### Page text
▬▬▬▬▬▬▬▬▬▬
Budget 2020

Nilesh Shah explains why outflows from MFs continue even as SIPs are in limelight

Investors have behaved with tremendous maturity. When FPIs were selling and bringing valuations cheaper, they were big buyers and now when valuations have become reasonable, they have taken some profit, says Nilesh Shah, MD, Kotak AMC.

There is a headline in Economic Times which says that the new SIP accounts are at a record high in January. It also says there are outflows within mutual funds. How would you relate both of these data points?
The headline is true for December, November and October as well. Month on month mutual funds have kept on adding new SIP accounts net of cancellation. From roughly about 3.11 crore accounts, we have now moved to 3.56 crore accounts. Every month, we are hitting new highs in terms of SIP registrations.

However, due to Covid-19, we have seen a drop in average SIP investment value. The peak SIP monthly contribution was about Rs 8,600 crore in March 2020. Now, it is roughly about Rs 8,050 crore. There are a couple of observations. Earlier, SIP was the domain of middle income to rich people. It is becoming an acceptable solution to the bottom of the pyramid also. Mutual funds are facilitating this by starting SIPs of Rs 100. Second, earlier SIP was more semi-urban and urban concentration. Now, it is spread into rural India also. So hopefully, SIP will be like Jan Nivesh Yojana for retail investors in India as well as Bharat.

Is there outflow pressure or is this the opportunity where FIIs are coming and may be mutual funds believe that it is time to encash?
▬▬▬▬▬▬▬▬▬▬
### Rows excerpted from a collection

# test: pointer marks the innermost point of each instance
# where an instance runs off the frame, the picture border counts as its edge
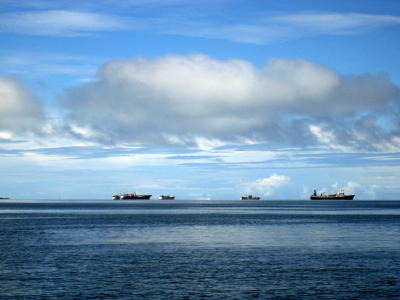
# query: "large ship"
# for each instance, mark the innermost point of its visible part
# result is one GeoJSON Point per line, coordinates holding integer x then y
{"type": "Point", "coordinates": [249, 197]}
{"type": "Point", "coordinates": [132, 196]}
{"type": "Point", "coordinates": [166, 197]}
{"type": "Point", "coordinates": [340, 195]}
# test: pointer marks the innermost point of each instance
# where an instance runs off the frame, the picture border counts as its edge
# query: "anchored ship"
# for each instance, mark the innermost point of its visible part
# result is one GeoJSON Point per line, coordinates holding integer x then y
{"type": "Point", "coordinates": [249, 197]}
{"type": "Point", "coordinates": [340, 195]}
{"type": "Point", "coordinates": [166, 197]}
{"type": "Point", "coordinates": [132, 196]}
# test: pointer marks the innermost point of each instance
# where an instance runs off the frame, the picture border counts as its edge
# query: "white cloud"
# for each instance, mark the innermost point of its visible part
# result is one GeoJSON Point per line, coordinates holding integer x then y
{"type": "Point", "coordinates": [59, 22]}
{"type": "Point", "coordinates": [272, 28]}
{"type": "Point", "coordinates": [20, 112]}
{"type": "Point", "coordinates": [267, 185]}
{"type": "Point", "coordinates": [336, 23]}
{"type": "Point", "coordinates": [199, 101]}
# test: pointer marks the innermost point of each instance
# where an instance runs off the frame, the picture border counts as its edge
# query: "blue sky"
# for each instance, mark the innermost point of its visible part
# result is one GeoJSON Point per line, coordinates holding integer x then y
{"type": "Point", "coordinates": [201, 99]}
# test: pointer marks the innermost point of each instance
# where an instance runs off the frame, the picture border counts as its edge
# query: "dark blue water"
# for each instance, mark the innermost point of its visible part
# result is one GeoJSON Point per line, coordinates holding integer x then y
{"type": "Point", "coordinates": [199, 250]}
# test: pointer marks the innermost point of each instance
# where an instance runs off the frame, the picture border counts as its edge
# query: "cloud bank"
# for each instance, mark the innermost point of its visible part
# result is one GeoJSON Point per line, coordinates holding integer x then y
{"type": "Point", "coordinates": [267, 185]}
{"type": "Point", "coordinates": [184, 99]}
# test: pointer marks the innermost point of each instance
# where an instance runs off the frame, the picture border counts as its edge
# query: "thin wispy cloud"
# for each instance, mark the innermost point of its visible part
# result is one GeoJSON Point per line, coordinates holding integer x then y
{"type": "Point", "coordinates": [267, 29]}
{"type": "Point", "coordinates": [59, 22]}
{"type": "Point", "coordinates": [260, 28]}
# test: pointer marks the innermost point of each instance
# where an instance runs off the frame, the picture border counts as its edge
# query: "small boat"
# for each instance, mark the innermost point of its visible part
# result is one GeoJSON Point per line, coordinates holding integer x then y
{"type": "Point", "coordinates": [166, 197]}
{"type": "Point", "coordinates": [132, 196]}
{"type": "Point", "coordinates": [250, 197]}
{"type": "Point", "coordinates": [340, 195]}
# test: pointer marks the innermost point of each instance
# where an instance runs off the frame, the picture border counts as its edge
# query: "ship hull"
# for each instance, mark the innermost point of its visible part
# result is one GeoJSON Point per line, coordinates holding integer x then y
{"type": "Point", "coordinates": [334, 197]}
{"type": "Point", "coordinates": [249, 198]}
{"type": "Point", "coordinates": [136, 197]}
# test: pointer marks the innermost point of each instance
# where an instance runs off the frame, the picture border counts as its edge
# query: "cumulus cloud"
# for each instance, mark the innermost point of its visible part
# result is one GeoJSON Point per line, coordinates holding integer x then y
{"type": "Point", "coordinates": [19, 111]}
{"type": "Point", "coordinates": [184, 99]}
{"type": "Point", "coordinates": [267, 185]}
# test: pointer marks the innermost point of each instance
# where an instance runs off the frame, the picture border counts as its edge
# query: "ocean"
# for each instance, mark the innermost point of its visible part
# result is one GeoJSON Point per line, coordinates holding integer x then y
{"type": "Point", "coordinates": [199, 249]}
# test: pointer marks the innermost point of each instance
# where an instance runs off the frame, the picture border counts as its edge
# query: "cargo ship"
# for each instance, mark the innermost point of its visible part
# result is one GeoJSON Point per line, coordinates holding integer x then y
{"type": "Point", "coordinates": [249, 197]}
{"type": "Point", "coordinates": [340, 195]}
{"type": "Point", "coordinates": [132, 196]}
{"type": "Point", "coordinates": [166, 197]}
▬▬▬▬▬▬▬▬▬▬
### Requirement 1
From the Nilesh Shah interview, quote everything from "The headline is" down to "of SIP registrations.".
### Requirement 2
Extend the Nilesh Shah interview past its final line.

### Task output 1
The headline is true for December, November and October as well. Month on month mutual funds have kept on adding new SIP accounts net of cancellation. From roughly about 3.11 crore accounts, we have now moved to 3.56 crore accounts. Every month, we are hitting new highs in terms of SIP registrations.

### Task output 2
I do not think the mutual fund industry is taking any cash calls. We do not take cash calls across most of our actively or passively managed funds. In March, local mutual funds and institutional investors bought heavily when FIIs were selling. Now with market appreciation, that value has almost doubled and it is quite natural that there will be some amount of profit booking. As mutual fund managers, we are not taking any cash call whatsoever other than in a balanced advantage fund or asset allocation fund where based on valuation, we move equity allocation but the redemption pressure is resulting into selling by mutual funds.

We are seeing this net outflow figure every month from the AMFI data. In the last month’s data, we saw even debt MF seeing redemption pressure. Is that on account of perhaps the whole end of the year kind of scenario where corporates redeem some of their debt funds?
Every quarter we have seen redemptions from the banking system and some corporates to square off their positions or to pay taxes and so on. The outflow for December and January has been reversed and now month to date in February, we have seen positive inflows in debt.

On the equity side, there are probably a couple of reasons why investors are redeeming; one, they had bought at the bottom in March, April, May and asset allocation prudence might require them to take off some profit. Some amount of selling might be attributable to moving into other asset classes like real estate as work from home environment has pushed all of us to buy real estate.

However, there are encouraging signs post Budget at least in the data which I am seeing in Kotak Mutual Fund. There are days when net equity sales are turning positive. I hope and pray this is true for industry as well and we see some turnaround in equity contributions in the days to come.

The SIP accounts have increased but at the same time, we are seeing a lot of direct trading by retail investors. What have you been observing over there? What have your clients been asking you and telling you?
There is a distinct trend within our clientele. We are a large country. There is no homogenous client base. We have a heterogenous clientele. Most retail investors have behaved with extreme maturity and throughout March, April, May, June, they were net buyers of equity. They have maintained prudent asset allocation and by and large, they have been long-term investors.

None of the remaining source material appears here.